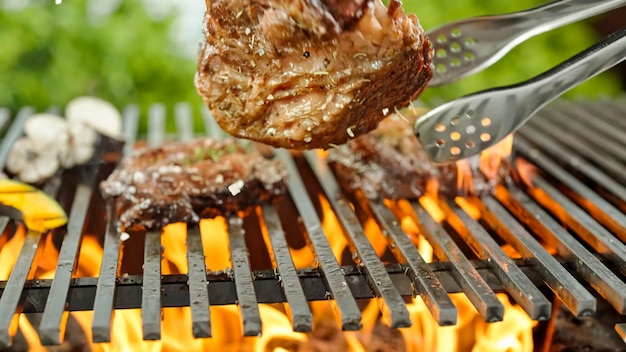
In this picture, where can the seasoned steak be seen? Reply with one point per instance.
(183, 182)
(390, 163)
(309, 73)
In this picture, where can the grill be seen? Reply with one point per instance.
(577, 204)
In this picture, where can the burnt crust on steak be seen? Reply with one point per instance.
(390, 163)
(306, 74)
(184, 182)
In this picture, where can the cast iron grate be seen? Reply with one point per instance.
(577, 203)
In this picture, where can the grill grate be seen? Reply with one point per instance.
(577, 203)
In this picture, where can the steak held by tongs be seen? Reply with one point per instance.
(309, 73)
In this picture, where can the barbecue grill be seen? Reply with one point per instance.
(577, 202)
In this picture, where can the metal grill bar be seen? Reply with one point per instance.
(105, 292)
(130, 125)
(477, 290)
(10, 307)
(54, 316)
(605, 127)
(388, 283)
(587, 130)
(392, 304)
(156, 125)
(301, 316)
(198, 289)
(581, 223)
(151, 286)
(605, 161)
(560, 281)
(348, 310)
(601, 209)
(246, 295)
(485, 247)
(425, 282)
(574, 161)
(603, 280)
(111, 260)
(610, 110)
(184, 121)
(175, 289)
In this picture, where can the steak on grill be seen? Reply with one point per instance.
(309, 74)
(390, 163)
(183, 182)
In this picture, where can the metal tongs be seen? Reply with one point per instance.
(470, 124)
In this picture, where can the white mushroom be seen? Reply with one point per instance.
(96, 113)
(30, 163)
(47, 131)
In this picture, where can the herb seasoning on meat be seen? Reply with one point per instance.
(184, 182)
(309, 74)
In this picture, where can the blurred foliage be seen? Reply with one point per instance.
(53, 53)
(529, 59)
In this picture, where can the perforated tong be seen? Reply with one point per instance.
(468, 125)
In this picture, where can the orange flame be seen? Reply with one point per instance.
(489, 163)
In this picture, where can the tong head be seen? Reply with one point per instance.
(461, 128)
(468, 46)
(470, 124)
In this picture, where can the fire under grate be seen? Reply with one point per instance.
(577, 202)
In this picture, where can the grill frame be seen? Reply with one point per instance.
(393, 283)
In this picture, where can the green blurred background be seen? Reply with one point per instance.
(144, 51)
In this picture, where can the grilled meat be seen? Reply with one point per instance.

_Goal_.
Print the records above exactly as they stand, but leave out the pictures.

_Finished task_.
In this picture, where can the seasoned steak be seen? Reply with one point per instance.
(183, 182)
(390, 163)
(309, 73)
In this picture, where can the grill be seen? Reply with one point per instance.
(577, 204)
In this picture, where can the burnt crust on steak be seen? Reply with one point per instance.
(390, 163)
(306, 74)
(184, 182)
In this picture, where can the cast iron grate be seen? Reply with one point per instance.
(577, 203)
In this picture, where can the grill grate be seen? Reply with one point per instance.
(577, 203)
In this picture, where can the steak held by tongs be seen? Reply with one point per instance.
(309, 73)
In this picture, where can the barbecue grill be seen? Reply with one point per instance.
(577, 202)
In this picture, where can the metal grill bar be seen? Reply with one point per instance.
(105, 292)
(130, 125)
(477, 290)
(10, 307)
(54, 316)
(605, 127)
(388, 283)
(587, 130)
(392, 304)
(156, 125)
(301, 316)
(198, 289)
(581, 223)
(151, 286)
(605, 161)
(560, 281)
(348, 310)
(601, 209)
(246, 295)
(485, 247)
(425, 282)
(574, 161)
(603, 280)
(111, 260)
(610, 110)
(184, 121)
(175, 289)
In this picture, where can the steak on grill be seen? Reply with one point per instance.
(309, 74)
(390, 163)
(183, 182)
In this picture, where can the metal tongs be seen? Reply with one point per instance.
(470, 124)
In this picture, where can the white mushroom be seen? Reply with one point per instance.
(96, 113)
(30, 163)
(47, 131)
In this picture, where can the herb seasoning on meat be seen? Reply with one point per instance.
(184, 182)
(309, 74)
In this picture, where can the blurred foliage be seen? Reply with one point per instance.
(53, 53)
(529, 59)
In this picture, where can the perforated tong be seen? Reply with one point per instance.
(468, 125)
In this picture, where can the orange flame be seen? Reply with one point per instance.
(489, 163)
In this picture, where can the tong head be seen? Reply with one point per instance.
(461, 128)
(468, 46)
(470, 124)
In this picture, where can the fire under grate be seen? Reply with one point per instance.
(577, 202)
In this picture, where can the grill frame be seen? Reply with one point per instance.
(393, 283)
In this picture, where can the green blurred background be seen? Reply with one point per instance.
(144, 51)
In this picture, where can the grilled meat be seen? Reply with one point per instance.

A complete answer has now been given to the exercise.